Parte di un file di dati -
┄┄┄┄┄┄┄┄┄┄

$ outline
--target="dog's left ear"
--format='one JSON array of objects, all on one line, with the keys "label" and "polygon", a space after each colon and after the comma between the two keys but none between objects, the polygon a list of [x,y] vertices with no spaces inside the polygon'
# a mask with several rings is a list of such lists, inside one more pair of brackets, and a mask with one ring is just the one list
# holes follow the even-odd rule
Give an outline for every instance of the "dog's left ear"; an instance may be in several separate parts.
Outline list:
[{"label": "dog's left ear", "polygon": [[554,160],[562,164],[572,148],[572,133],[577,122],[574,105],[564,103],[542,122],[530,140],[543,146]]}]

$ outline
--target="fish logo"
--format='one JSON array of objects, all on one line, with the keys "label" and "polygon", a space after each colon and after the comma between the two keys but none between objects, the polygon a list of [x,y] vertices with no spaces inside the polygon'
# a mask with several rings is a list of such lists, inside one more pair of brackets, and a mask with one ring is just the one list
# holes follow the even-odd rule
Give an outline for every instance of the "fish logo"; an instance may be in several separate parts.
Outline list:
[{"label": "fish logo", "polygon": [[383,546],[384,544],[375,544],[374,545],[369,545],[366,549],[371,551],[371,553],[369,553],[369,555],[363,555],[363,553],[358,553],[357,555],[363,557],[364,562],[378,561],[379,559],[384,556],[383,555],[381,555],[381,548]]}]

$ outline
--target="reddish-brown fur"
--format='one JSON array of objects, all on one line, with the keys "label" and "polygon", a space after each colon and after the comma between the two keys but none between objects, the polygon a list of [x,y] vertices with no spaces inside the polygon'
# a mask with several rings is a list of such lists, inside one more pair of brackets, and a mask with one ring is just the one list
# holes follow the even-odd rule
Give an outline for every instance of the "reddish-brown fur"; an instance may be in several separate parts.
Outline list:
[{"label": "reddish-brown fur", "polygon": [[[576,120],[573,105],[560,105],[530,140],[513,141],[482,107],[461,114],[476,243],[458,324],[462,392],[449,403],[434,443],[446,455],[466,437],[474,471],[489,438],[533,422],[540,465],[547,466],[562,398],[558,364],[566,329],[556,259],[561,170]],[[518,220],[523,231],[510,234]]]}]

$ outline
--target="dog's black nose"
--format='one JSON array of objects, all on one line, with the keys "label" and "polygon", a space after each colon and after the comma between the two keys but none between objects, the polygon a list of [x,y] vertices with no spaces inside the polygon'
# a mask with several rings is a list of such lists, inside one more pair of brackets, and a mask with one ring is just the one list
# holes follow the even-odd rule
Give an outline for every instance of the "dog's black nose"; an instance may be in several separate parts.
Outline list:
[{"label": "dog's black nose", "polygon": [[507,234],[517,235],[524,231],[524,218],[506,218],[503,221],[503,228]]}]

┄┄┄┄┄┄┄┄┄┄

Cosa si richiede -
Riporta ogni riga dell'elenco in cui compare la stringa "nose", distinguendo tra maiuscole e minuscole.

Risultato finale -
--target="dog's black nose"
Give an outline for every instance of the "dog's black nose"; an instance may be in several separate parts.
[{"label": "dog's black nose", "polygon": [[507,234],[517,235],[524,231],[524,218],[506,218],[503,221],[503,228]]}]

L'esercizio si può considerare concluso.